▶ _Records from a data source_

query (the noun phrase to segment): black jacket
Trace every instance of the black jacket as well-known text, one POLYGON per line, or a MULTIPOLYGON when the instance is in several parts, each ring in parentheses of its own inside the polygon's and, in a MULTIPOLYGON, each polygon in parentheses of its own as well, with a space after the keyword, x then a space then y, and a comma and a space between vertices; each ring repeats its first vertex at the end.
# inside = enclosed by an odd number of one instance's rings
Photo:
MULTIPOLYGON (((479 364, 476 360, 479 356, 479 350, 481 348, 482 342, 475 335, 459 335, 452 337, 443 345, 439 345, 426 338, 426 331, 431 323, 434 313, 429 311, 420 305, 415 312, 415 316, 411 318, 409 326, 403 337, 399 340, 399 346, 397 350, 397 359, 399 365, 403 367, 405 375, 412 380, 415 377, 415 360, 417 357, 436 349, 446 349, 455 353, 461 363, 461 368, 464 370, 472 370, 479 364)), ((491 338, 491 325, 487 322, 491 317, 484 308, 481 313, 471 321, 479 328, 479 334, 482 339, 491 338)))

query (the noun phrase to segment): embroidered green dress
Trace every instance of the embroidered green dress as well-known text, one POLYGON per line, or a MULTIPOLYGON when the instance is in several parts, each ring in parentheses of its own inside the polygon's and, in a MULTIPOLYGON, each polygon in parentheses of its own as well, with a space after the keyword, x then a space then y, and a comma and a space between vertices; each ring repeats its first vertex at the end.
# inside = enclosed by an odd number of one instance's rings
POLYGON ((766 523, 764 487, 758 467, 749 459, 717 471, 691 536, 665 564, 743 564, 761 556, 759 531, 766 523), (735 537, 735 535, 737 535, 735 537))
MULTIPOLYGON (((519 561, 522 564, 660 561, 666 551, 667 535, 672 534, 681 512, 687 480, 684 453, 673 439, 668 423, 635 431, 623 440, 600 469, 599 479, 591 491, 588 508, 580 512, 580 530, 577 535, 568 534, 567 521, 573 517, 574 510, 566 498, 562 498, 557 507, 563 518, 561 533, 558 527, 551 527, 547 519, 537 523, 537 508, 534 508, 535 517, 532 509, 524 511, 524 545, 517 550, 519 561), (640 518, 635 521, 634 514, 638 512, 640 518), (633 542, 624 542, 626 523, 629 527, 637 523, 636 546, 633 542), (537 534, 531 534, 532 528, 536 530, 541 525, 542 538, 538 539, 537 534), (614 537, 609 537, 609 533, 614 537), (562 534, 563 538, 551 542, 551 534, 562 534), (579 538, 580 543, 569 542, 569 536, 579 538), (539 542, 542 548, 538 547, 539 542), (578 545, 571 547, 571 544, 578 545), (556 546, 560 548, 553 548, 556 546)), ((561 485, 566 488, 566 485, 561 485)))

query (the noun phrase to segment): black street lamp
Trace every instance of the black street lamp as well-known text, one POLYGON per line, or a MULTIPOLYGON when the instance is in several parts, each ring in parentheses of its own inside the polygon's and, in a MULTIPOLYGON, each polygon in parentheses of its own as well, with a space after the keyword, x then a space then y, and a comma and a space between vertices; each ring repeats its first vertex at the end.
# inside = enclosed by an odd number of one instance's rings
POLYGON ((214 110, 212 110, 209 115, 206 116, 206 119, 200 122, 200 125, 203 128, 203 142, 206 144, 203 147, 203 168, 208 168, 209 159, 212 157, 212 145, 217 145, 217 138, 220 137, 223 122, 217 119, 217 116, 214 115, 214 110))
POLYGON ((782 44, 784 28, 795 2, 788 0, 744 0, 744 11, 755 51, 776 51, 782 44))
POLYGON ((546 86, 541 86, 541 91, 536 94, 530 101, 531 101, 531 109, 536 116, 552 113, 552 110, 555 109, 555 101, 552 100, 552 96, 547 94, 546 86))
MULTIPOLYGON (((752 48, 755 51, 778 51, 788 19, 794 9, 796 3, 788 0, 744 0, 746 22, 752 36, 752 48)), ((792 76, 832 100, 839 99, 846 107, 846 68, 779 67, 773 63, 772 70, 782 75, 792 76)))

▶ _TASK OBJECTIVE_
Retype the rows that open with the line containing "query (the noun phrase to segment): embroidered" and close with the line containing "MULTIPOLYGON (((519 561, 522", both of those lines included.

▶ _EXERCISE OUTPUT_
query (the noun phrase to segment): embroidered green dress
Trace every instance of the embroidered green dress as well-known text, one POLYGON per line, or a MULTIPOLYGON when the instance is in several parts, each ring in parentheses of its own inside the polygon's and, in a MULTIPOLYGON, each polygon in parentheses of its own as well, with a space after the keyword, x then a space then y, and a comma and a space between vertices; each ring repeats its first vertex at the end.
# inside = enclosed by an odd number of one instance's rings
POLYGON ((766 523, 764 487, 758 467, 749 459, 717 471, 691 536, 665 564, 743 564, 761 556, 759 531, 766 523), (735 537, 735 535, 737 535, 735 537))
MULTIPOLYGON (((519 561, 522 564, 660 561, 666 551, 667 535, 672 534, 681 512, 687 480, 684 453, 673 439, 668 423, 635 431, 623 440, 600 469, 599 479, 591 491, 588 508, 580 512, 580 530, 577 535, 568 534, 567 521, 573 517, 574 510, 566 498, 562 498, 557 507, 563 518, 561 533, 558 527, 551 527, 547 519, 537 523, 537 508, 534 508, 535 517, 532 509, 524 511, 524 545, 517 550, 519 561), (640 518, 635 521, 634 514, 638 512, 640 518), (633 542, 624 542, 626 523, 629 527, 637 523, 636 546, 633 542), (537 534, 531 534, 532 528, 536 530, 541 525, 542 538, 538 539, 537 534), (614 537, 609 537, 609 533, 614 537), (562 534, 563 538, 551 542, 551 534, 562 534), (579 538, 580 543, 569 542, 569 536, 579 538), (539 542, 542 548, 538 547, 539 542), (578 545, 571 547, 571 544, 578 545), (556 546, 560 548, 553 548, 556 546)), ((561 485, 566 488, 566 485, 561 485)))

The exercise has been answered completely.